Requirement: Convert every line of the listing into a JSON list of strings, one string per line, leaving out the blank lines.

++++++++

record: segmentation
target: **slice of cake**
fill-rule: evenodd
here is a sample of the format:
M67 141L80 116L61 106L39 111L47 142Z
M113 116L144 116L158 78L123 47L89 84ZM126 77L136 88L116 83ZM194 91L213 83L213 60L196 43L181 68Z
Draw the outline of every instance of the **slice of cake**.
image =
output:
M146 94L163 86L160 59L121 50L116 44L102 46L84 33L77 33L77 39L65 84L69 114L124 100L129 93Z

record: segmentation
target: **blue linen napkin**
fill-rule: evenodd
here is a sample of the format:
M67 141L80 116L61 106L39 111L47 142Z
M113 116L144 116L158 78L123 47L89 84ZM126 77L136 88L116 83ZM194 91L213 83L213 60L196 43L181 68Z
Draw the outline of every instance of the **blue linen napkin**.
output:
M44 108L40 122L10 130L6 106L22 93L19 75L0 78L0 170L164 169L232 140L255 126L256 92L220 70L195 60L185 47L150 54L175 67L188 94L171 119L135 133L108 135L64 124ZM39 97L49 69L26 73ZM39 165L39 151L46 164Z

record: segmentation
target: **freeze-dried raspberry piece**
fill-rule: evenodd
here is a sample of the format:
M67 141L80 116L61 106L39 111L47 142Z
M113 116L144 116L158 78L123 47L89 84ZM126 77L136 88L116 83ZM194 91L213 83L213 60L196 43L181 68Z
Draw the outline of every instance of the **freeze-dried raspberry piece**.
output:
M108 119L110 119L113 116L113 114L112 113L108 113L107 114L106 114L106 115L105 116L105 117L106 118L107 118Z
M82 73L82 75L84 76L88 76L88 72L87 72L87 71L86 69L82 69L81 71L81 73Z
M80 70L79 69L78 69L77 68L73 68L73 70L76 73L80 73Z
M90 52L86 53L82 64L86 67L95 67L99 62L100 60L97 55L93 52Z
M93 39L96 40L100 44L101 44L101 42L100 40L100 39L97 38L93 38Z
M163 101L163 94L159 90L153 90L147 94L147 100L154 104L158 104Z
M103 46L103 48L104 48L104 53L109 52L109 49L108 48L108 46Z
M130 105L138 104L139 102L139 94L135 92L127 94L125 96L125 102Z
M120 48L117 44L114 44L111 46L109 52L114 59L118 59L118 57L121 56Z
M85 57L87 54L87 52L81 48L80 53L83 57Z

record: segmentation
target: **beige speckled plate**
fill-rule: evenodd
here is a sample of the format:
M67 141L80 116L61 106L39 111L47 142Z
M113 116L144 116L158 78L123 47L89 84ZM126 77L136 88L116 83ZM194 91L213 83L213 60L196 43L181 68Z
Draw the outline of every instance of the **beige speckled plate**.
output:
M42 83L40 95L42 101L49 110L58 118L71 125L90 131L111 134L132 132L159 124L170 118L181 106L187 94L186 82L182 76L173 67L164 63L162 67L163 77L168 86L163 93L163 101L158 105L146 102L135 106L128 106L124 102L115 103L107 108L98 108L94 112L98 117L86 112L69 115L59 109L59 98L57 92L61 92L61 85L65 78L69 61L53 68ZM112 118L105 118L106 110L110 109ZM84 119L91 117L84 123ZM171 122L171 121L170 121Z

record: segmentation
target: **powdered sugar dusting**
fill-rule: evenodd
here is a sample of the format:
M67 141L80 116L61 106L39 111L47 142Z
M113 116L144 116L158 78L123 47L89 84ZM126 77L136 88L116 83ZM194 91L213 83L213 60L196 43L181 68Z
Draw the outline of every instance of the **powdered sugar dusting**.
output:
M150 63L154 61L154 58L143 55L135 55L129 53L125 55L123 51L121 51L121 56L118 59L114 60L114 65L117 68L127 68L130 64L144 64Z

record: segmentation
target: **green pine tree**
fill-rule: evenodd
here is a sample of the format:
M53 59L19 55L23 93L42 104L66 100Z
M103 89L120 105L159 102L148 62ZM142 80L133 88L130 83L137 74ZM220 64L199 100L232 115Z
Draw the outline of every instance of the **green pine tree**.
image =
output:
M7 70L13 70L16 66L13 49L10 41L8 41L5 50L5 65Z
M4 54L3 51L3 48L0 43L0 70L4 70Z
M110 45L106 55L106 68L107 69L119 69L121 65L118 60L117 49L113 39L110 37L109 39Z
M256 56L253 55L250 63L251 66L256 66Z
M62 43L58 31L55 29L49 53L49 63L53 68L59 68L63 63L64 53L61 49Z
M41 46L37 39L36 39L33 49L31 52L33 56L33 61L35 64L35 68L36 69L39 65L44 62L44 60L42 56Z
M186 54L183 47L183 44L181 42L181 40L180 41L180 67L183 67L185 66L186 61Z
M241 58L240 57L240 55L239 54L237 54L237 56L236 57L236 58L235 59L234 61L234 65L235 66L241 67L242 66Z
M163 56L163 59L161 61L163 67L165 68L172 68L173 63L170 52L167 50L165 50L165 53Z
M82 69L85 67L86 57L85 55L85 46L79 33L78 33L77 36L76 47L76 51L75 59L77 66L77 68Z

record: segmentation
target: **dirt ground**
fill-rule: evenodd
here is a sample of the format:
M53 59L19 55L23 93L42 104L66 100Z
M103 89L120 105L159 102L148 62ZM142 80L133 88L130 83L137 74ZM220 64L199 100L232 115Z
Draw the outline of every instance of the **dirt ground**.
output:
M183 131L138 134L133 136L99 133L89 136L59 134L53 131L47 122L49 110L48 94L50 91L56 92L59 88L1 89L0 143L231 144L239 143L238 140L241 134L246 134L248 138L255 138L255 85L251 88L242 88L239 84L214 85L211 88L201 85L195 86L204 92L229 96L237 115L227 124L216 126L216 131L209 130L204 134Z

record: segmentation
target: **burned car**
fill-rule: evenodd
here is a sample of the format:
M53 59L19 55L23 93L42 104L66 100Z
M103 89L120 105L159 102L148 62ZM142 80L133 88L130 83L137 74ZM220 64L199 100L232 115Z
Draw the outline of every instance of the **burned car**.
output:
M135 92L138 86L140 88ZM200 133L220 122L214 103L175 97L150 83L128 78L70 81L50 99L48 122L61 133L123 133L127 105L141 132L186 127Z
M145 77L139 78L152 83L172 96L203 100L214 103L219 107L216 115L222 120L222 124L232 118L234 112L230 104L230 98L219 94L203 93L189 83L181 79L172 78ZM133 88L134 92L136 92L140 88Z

++++++++

Completed task:
[
  "record: segmentation",
  "target: **slice of cake**",
  "fill-rule: evenodd",
  "here is a sample of the format:",
  "M67 141L80 116L61 106L39 111L47 142Z",
  "M113 116L144 116L158 78L123 47L89 84ZM126 77L136 88L116 83ZM194 91L213 83L213 60L196 43L181 68Z",
  "Draw the outline of every instance of the **slice of cake**.",
  "image =",
  "output:",
  "M146 94L163 86L160 59L121 50L116 44L102 46L84 33L77 33L77 39L65 84L69 114L124 100L129 93Z",
  "record: segmentation",
  "target: **blue linen napkin**",
  "fill-rule: evenodd",
  "here is a sample of the format:",
  "M67 141L80 116L61 106L39 111L47 142Z",
  "M113 116L144 116L158 78L123 47L89 84ZM126 77L136 88L116 83ZM194 91L213 83L213 60L196 43L181 68Z",
  "Draw the outline of every instance of the **blue linen napkin**.",
  "output:",
  "M44 108L40 122L10 130L6 106L22 93L19 75L0 78L0 170L164 169L232 140L255 126L256 92L220 70L195 60L185 47L150 54L175 67L188 94L171 119L135 133L108 135L64 124ZM39 97L49 69L26 73ZM39 165L39 151L46 164Z",
  "record: segmentation",
  "target: **freeze-dried raspberry piece**",
  "fill-rule: evenodd",
  "here is a sample of the format:",
  "M67 141L80 116L61 106L39 111L47 142Z",
  "M113 116L144 116L158 78L123 47L89 84ZM126 77L136 88L116 83ZM194 91L213 83L213 60L196 43L181 68Z",
  "Draw the outline of every instance of the **freeze-dried raspberry piece**.",
  "output:",
  "M108 119L110 119L113 116L113 114L112 113L108 113L107 114L106 114L106 115L105 116L105 117L106 118L107 118Z",
  "M82 73L82 75L84 76L88 76L88 72L87 72L87 71L86 69L82 69L81 71L81 73Z",
  "M80 70L79 69L78 69L77 68L73 68L73 70L76 73L80 73Z",
  "M90 52L86 53L82 64L86 67L95 67L99 62L100 60L97 55L93 52Z",
  "M93 39L96 40L100 44L101 44L101 42L100 40L100 39L97 38L93 38Z",
  "M163 101L163 94L159 90L153 90L147 94L147 100L154 104L158 104Z",
  "M103 46L103 48L104 48L104 53L109 52L109 49L108 48L108 46Z",
  "M130 105L138 104L139 102L139 94L135 92L127 94L125 96L125 102Z",
  "M120 48L117 44L114 44L111 46L109 52L114 59L118 59L118 57L121 56Z",
  "M85 57L87 54L87 52L81 48L80 53L83 57Z",
  "record: segmentation",
  "target: **beige speckled plate**",
  "fill-rule: evenodd",
  "here is a sample of the format:",
  "M67 141L80 116L61 106L39 111L47 142Z",
  "M113 116L144 116L158 78L123 47L89 84ZM126 77L136 88L116 83ZM194 91L213 83L213 60L196 43L181 68Z",
  "Draw the outline of every instance of the **beige speckled plate**.",
  "output:",
  "M42 83L40 95L42 101L49 110L58 118L71 125L90 131L111 134L132 132L159 124L170 118L181 106L187 94L186 82L182 76L173 67L164 63L162 67L163 77L168 86L163 93L163 101L158 105L146 102L135 106L128 106L124 102L115 103L107 108L98 108L94 112L98 117L86 112L69 115L59 109L59 98L57 92L61 92L61 85L65 78L69 61L53 68ZM112 118L105 118L106 110L110 109ZM84 119L91 117L84 123ZM171 122L171 121L170 121Z",
  "record: segmentation",
  "target: **powdered sugar dusting**",
  "fill-rule: evenodd",
  "here is a sample of the format:",
  "M67 141L80 116L61 106L39 111L47 142Z",
  "M113 116L144 116L158 78L123 47L89 84ZM126 77L136 88L116 83ZM194 91L213 83L213 60L196 43L181 68Z",
  "Draw the outline of every instance of the **powdered sugar dusting**.",
  "output:",
  "M150 63L154 61L154 58L143 55L135 55L129 53L125 55L123 51L121 51L121 56L118 59L114 60L114 65L117 68L127 68L130 64L144 64Z",
  "record: segmentation",
  "target: **green pine tree**",
  "fill-rule: evenodd",
  "here is a sample of the format:",
  "M53 59L19 55L23 93L42 104L66 100Z",
  "M103 89L120 105L159 102L148 62ZM142 80L133 88L130 83L137 74ZM220 64L199 100L232 115Z",
  "Draw the outline of every instance of the **green pine tree**.",
  "image =",
  "output:",
  "M7 70L13 70L16 66L13 49L10 41L8 41L5 50L5 65Z",
  "M4 54L3 51L3 48L0 43L0 70L4 70Z",
  "M110 45L106 55L106 68L107 69L119 69L121 65L118 60L117 49L113 39L110 37L109 39Z",
  "M256 56L253 55L250 63L251 66L256 66Z",
  "M62 43L58 31L55 29L49 53L49 63L53 68L59 68L63 63L64 53L61 49Z",
  "M41 46L37 39L36 39L33 49L31 52L33 56L33 61L35 64L35 68L36 69L39 65L44 62L44 60L42 56Z",
  "M186 54L183 47L183 44L181 42L181 40L180 41L180 67L183 67L185 66L186 61Z",
  "M241 58L240 57L240 55L239 54L237 54L237 56L236 57L236 58L235 59L234 61L234 65L235 66L241 67L242 66Z",
  "M163 56L163 59L161 61L163 67L165 68L172 68L173 63L170 52L167 50L165 50L165 53Z",
  "M82 69L85 67L86 57L85 55L85 46L79 33L78 33L77 36L76 47L76 51L75 59L77 66L77 68Z",
  "record: segmentation",
  "target: **dirt ground**",
  "fill-rule: evenodd",
  "here is a sample of the format:",
  "M53 59L19 55L23 93L42 104L66 100Z",
  "M103 89L120 105L159 102L148 62ZM142 80L133 88L130 83L137 74ZM220 64L199 100L232 115Z",
  "Draw the outline of every instance of the **dirt ground**.",
  "output:",
  "M183 131L138 134L133 136L99 133L89 136L59 134L53 131L47 122L49 110L48 94L50 91L56 92L59 88L1 89L0 143L231 144L239 143L238 140L241 134L246 134L248 138L255 138L255 85L251 88L242 88L239 84L214 85L211 88L201 85L195 86L204 92L229 96L237 115L227 124L216 126L216 131L209 130L204 134Z",
  "record: segmentation",
  "target: **burned car**",
  "fill-rule: evenodd",
  "here is a sample of the format:",
  "M53 59L19 55L23 93L42 104L66 100Z",
  "M103 89L120 105L159 102L148 62ZM142 80L133 88L130 83L137 74ZM220 64L199 100L232 115Z",
  "Draw the outline of every instance of the **burned car**.",
  "output:",
  "M135 92L138 86L140 88ZM200 133L220 122L214 103L175 97L150 83L128 78L70 81L50 99L48 122L61 133L123 133L127 105L141 132L186 127Z",
  "M145 77L139 78L152 83L172 96L203 100L214 103L219 107L216 115L222 120L222 124L232 118L234 112L230 104L230 98L219 94L203 93L189 83L181 79L172 78ZM133 88L134 92L136 92L140 88Z"
]